[Start of Selection]
In short, for an enterprise to invest in Java is a no-brainer: there’s a lot of healthy competition, broad support, no vendor lock-in, plenty of Java engineers, and it’s overall very affordable.

Java also allows enterprises to move outside their limits, and that’s where we come back to where we started. Our bank, for example, may want to allow costumers to access their bank accounts online. Though this is a data-driven web application scenario, you can forget about using Ruby on Rails to handle it. The Java application servers already support web services and web application out of the box, and of course easily link to rest of the enterprise. Once again, the same body of code can be used to handle everything. Do you need convincing? ebay is run entirely on Java.

It also should be a no-brainer for you to chose Java if you are developing a new web application. Though there might be certain innovative advantages to some platforms, most notably Ruby on Rails, in the long run any application that isn’t in Java is pretty much an island for the enterprise, yet another information system that would have to be integrated. If you want to be an island, that’s fine, but if you ever want to grow, and to be taken seriously by enterprise clients such banks, corporations, military institutes, universities, factories, etc., you need to be enterprise ready. Merely choosing Java is many steps ahead in that direction. And, meanwhile, Java is evolving quickly, with EJB version 3 using Inversion of Control (like Seam), increasingly powerful database connectivity, Faces offering component-based web application development, and a few interesting projects meant to offer Rails' advantages in Java. Innovation from outside reaches Java remarkably quickly.

But could Java face competition in the enterprise from these other technologies, coming from the web inward? I really, really doubt it. There’s nothing like JBoss for Ruby (it took a decade to develop all the pieces of JBoss!) and no Ruby for AS/400. Java is already ubiquitous, and Sun has recently gone one step further in released their own virtual machine as open source, guaranteeing Java’s adoption on even more platforms (open source platforms, most notably Linux, have made astounding inroads into the enterprise).

From my responses to comments on this article:

... By the way, I was involved pretty early on with DCOM, and it was really seen by Microsoft as a way to solve many of the CORBA issues. COM was really quite brilliant and far-reaching as a way to allow small binaries to move around the enterprise. As Microsoft saw it, vendors wouldn’t want something like Java to move around, because they would be worried about people “disassembling” their objects and getting the precious code. So, even an ActiveX running in your web page (just a fancy name for COM deployment, really) would be opaque. But, as it turned out, to make a binary component work in so many environments required a very, very well defined memory model. COM architects called it “apartments,” and as complex as it was, it was far simpler than CORBA. As I said, it was really amazingly well thought-out for the problem. But, it seems, enterprises don’t seem to much like opaque binaries swooshing through their infrastructures, putting them at the mercy of middleware vendors. I think it’s the same unease that brought them into open source operating systems, too, and which crushed companies like Digital. So, as brilliant as DCOM was, there was simply no market for it. Which is, in the end, a good thing.

... I did, indeed, mean that by “island,” and you’re right that even Java needs integration, but as I said later, merely choosing Java takes you quite a few steps forward towards integration. There are two aspects of it, both language and platform. It’s not that they each have some magical advantage, just that both aspects together are a “slam dunk,” as George Tennet would say.
[End of Selection]
• Stated problem 1
Decide whether each statement agrees with the article on Java in the enterprise: (a) eBay runs entirely on Java; (b) JBoss took five years to build; (c) the COM architects called their memory model "apartments."
• Stated problem 2
Copy the Java article from "Java also allows" up to and including "entirely on Java.", replacing "Ruby on Rails" with "Django".
The records have nothing to do with the article on Java in the enterprise.
[Start of Dataset content]
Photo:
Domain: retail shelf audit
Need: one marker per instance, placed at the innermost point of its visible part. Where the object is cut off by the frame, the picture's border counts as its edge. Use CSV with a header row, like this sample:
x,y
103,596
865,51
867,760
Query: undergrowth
[End of Dataset content]
• Correct answer 1
(a) Yes: "ebay is run entirely on Java."
(b) No: "it took a decade to develop all the pieces of JBoss!"
(c) Yes: "COM architects called it “apartments,”"

• Correct answer 2
Java also allows enterprises to move outside their limits, and that’s where we come back to where we started. Our bank, for example, may want to allow costumers to access their bank accounts online. Though this is a data-driven web application scenario, you can forget about using Django to handle it. The Java application servers already support web services and web application out of the box, and of course easily link to rest of the enterprise. Once again, the same body of code can be used to handle everything. Do you need convincing? ebay is run entirely on Java.